▶ ASSIGNMENT
Repeat the listing that follows exactly, please.

--

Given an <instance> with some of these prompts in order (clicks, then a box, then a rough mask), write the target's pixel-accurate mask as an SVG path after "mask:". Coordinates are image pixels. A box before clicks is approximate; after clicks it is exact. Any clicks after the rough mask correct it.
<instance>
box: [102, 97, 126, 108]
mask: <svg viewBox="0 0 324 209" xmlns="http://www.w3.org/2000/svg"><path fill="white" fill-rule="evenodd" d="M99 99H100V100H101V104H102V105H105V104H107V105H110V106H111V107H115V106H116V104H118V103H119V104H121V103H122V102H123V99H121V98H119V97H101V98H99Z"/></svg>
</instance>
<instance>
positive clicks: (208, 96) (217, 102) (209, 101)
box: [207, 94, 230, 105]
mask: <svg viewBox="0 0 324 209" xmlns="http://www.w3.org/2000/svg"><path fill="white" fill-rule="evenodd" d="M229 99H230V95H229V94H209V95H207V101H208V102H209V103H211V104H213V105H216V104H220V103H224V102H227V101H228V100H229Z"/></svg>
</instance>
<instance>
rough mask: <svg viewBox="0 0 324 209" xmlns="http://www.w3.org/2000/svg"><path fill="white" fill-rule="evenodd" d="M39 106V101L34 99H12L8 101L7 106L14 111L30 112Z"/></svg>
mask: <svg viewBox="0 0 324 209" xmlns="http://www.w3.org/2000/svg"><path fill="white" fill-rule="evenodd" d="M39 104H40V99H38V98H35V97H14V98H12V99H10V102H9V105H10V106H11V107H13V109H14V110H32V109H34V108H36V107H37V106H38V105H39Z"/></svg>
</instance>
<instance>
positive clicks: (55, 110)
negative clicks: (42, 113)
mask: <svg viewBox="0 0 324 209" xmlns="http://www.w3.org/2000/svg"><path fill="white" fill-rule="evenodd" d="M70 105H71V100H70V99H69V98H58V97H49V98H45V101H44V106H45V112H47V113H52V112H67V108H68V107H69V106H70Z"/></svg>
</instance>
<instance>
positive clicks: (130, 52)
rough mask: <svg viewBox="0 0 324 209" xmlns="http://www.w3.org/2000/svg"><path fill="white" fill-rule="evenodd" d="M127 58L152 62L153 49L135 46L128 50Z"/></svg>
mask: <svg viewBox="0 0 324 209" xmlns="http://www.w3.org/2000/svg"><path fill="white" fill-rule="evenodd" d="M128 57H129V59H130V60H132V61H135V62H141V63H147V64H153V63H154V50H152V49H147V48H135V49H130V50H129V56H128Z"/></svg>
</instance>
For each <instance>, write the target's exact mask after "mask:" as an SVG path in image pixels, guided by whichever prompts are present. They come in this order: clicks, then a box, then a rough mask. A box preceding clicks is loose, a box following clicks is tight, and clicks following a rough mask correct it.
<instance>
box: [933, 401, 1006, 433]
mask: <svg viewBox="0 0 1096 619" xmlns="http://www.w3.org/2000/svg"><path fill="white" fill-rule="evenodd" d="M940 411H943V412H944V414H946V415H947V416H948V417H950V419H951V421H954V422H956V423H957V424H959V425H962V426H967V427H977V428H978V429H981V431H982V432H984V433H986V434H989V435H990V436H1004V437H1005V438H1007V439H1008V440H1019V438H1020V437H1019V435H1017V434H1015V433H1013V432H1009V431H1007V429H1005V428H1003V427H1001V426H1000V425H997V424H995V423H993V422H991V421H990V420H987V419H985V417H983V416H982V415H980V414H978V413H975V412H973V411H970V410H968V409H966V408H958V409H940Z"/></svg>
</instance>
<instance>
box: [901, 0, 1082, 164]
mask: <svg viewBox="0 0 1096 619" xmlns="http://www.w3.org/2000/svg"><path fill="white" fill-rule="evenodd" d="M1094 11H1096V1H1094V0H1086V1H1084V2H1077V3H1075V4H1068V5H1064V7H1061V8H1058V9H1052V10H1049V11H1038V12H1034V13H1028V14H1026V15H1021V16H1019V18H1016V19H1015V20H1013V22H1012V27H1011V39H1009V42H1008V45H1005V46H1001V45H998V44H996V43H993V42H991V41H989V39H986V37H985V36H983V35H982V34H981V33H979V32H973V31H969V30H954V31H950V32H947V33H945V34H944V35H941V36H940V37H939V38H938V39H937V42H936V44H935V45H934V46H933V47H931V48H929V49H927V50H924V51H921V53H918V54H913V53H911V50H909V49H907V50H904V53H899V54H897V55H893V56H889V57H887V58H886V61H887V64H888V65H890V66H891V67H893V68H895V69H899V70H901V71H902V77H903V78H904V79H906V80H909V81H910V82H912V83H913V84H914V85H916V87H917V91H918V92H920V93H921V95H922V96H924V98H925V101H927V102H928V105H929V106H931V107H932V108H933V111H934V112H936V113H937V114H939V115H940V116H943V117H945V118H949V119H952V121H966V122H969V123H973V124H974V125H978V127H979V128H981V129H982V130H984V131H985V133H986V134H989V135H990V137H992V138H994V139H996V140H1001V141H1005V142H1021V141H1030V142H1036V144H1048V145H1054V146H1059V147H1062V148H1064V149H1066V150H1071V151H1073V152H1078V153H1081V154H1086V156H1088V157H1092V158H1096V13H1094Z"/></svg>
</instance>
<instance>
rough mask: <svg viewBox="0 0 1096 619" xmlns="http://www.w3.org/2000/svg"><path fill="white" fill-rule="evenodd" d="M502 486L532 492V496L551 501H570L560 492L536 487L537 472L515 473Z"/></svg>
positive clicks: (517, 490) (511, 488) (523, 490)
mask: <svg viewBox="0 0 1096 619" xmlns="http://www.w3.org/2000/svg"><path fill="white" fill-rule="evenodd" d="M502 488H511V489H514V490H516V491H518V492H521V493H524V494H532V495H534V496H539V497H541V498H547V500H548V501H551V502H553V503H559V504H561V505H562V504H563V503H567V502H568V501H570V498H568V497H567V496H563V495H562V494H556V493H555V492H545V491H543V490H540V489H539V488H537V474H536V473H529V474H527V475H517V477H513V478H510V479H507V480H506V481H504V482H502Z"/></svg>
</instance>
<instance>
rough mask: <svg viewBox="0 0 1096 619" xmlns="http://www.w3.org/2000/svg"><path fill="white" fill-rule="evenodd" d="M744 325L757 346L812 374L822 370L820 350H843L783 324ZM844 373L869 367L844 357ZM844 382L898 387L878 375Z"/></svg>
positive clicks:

--

▶ OUTPUT OF THE TASK
Given an <instance> with some of these prompts in order (clicks, then a box, then a rough mask), write the target's pixel-accurate mask as an SVG path after "mask:". Coordinates are image pixels. A box before clicks is approximate; after clicks it is exact. Any clicks after the rough mask correct it.
<instance>
box: [102, 97, 126, 108]
mask: <svg viewBox="0 0 324 209" xmlns="http://www.w3.org/2000/svg"><path fill="white" fill-rule="evenodd" d="M99 99H100V100H101V104H102V105H105V104H107V105H110V106H111V107H115V106H116V104H118V103H119V104H121V103H122V102H123V99H121V98H119V97H101V98H99Z"/></svg>
</instance>
<instance>
positive clicks: (208, 96) (217, 102) (209, 101)
box: [207, 94, 230, 105]
mask: <svg viewBox="0 0 324 209" xmlns="http://www.w3.org/2000/svg"><path fill="white" fill-rule="evenodd" d="M229 99H230V95H229V94H209V95H207V101H208V102H209V103H211V104H213V105H216V104H220V103H224V102H227V101H228V100H229Z"/></svg>
</instance>
<instance>
rough mask: <svg viewBox="0 0 324 209" xmlns="http://www.w3.org/2000/svg"><path fill="white" fill-rule="evenodd" d="M39 106V101L34 99H12L8 101L7 106L14 111L30 112Z"/></svg>
mask: <svg viewBox="0 0 324 209" xmlns="http://www.w3.org/2000/svg"><path fill="white" fill-rule="evenodd" d="M39 104H40V99H38V98H35V97H14V98H12V99H10V102H9V105H10V106H11V107H13V109H14V110H32V109H34V108H36V107H37V106H38V105H39Z"/></svg>
</instance>
<instance>
positive clicks: (55, 110)
negative clicks: (42, 113)
mask: <svg viewBox="0 0 324 209" xmlns="http://www.w3.org/2000/svg"><path fill="white" fill-rule="evenodd" d="M70 105H71V100H70V99H69V98H58V97H49V98H45V101H44V106H45V112H47V113H52V112H67V108H68V107H69V106H70Z"/></svg>
</instance>
<instance>
positive clicks: (130, 52)
rough mask: <svg viewBox="0 0 324 209" xmlns="http://www.w3.org/2000/svg"><path fill="white" fill-rule="evenodd" d="M127 58L152 62L153 49L135 46L128 50Z"/></svg>
mask: <svg viewBox="0 0 324 209" xmlns="http://www.w3.org/2000/svg"><path fill="white" fill-rule="evenodd" d="M128 57H129V59H130V60H132V61H135V62H141V63H147V64H153V63H154V50H152V49H147V48H135V49H130V50H129V56H128Z"/></svg>
</instance>
For each <instance>, write the target's exact mask after "mask:" as an SVG path in image pixels, guided by whichever prompts are present. They come in this order: clicks, then a box, then a rough mask. A box preceding clicks is loose, a box following clicks is tight, and clicks following a rough mask correct it.
<instance>
box: [933, 401, 1006, 433]
mask: <svg viewBox="0 0 1096 619" xmlns="http://www.w3.org/2000/svg"><path fill="white" fill-rule="evenodd" d="M940 411H943V412H944V414H946V415H947V416H948V417H950V419H951V421H954V422H956V423H957V424H959V425H962V426H967V427H977V428H978V429H981V431H982V432H984V433H986V434H989V435H990V436H1004V437H1005V438H1007V439H1008V440H1019V438H1020V437H1019V435H1017V434H1015V433H1013V432H1009V431H1007V429H1005V428H1003V427H1001V426H1000V425H997V424H995V423H993V422H991V421H990V420H987V419H985V417H983V416H982V415H980V414H978V413H975V412H973V411H970V410H968V409H966V408H958V409H940Z"/></svg>
</instance>
<instance>
box: [901, 0, 1082, 164]
mask: <svg viewBox="0 0 1096 619" xmlns="http://www.w3.org/2000/svg"><path fill="white" fill-rule="evenodd" d="M1094 11H1096V1H1094V0H1086V1H1084V2H1077V3H1075V4H1068V5H1064V7H1061V8H1058V9H1052V10H1049V11H1038V12H1034V13H1028V14H1026V15H1021V16H1019V18H1016V19H1015V20H1013V22H1012V27H1011V39H1009V42H1008V45H1005V46H1001V45H998V44H996V43H993V42H991V41H989V39H986V37H985V36H983V35H982V34H981V33H979V32H973V31H969V30H954V31H950V32H947V33H945V34H944V35H941V36H940V37H939V38H938V39H937V42H936V44H935V45H934V46H933V47H931V48H929V49H927V50H924V51H921V53H918V54H913V53H911V50H909V49H907V50H904V53H899V54H897V55H893V56H889V57H887V58H886V61H887V64H888V65H890V66H891V67H893V68H895V69H899V70H901V71H902V77H903V78H904V79H906V80H909V81H910V82H912V83H913V84H914V85H916V87H917V91H918V92H920V93H921V95H922V96H924V98H925V101H927V102H928V105H929V106H931V107H932V108H933V111H934V112H936V113H937V114H939V115H940V116H943V117H945V118H949V119H952V121H966V122H969V123H973V124H974V125H978V127H979V128H981V129H982V130H984V131H985V133H986V134H989V135H990V137H992V138H994V139H996V140H1001V141H1005V142H1021V141H1030V142H1036V144H1048V145H1054V146H1059V147H1062V148H1064V149H1066V150H1071V151H1073V152H1078V153H1081V154H1086V156H1088V157H1092V158H1096V13H1094Z"/></svg>
</instance>
<instance>
rough mask: <svg viewBox="0 0 1096 619" xmlns="http://www.w3.org/2000/svg"><path fill="white" fill-rule="evenodd" d="M502 486L532 492V496L551 501H570L560 492L536 487L537 472L515 473Z"/></svg>
positive clicks: (517, 490) (511, 488) (523, 490)
mask: <svg viewBox="0 0 1096 619" xmlns="http://www.w3.org/2000/svg"><path fill="white" fill-rule="evenodd" d="M502 488H511V489H514V490H516V491H518V492H521V493H524V494H532V495H534V496H539V497H541V498H547V500H548V501H551V502H553V503H559V504H561V505H562V504H563V503H567V502H568V501H570V498H568V497H567V496H563V495H562V494H556V493H555V492H545V491H543V490H540V489H539V488H537V474H536V473H529V474H527V475H517V477H513V478H510V479H507V480H506V481H504V482H502Z"/></svg>
</instance>
<instance>
rough mask: <svg viewBox="0 0 1096 619" xmlns="http://www.w3.org/2000/svg"><path fill="white" fill-rule="evenodd" d="M744 325L757 346L812 374L822 370L820 350H843L783 324ZM844 373L869 367L844 357ZM844 382L898 387L878 375Z"/></svg>
positive clicks:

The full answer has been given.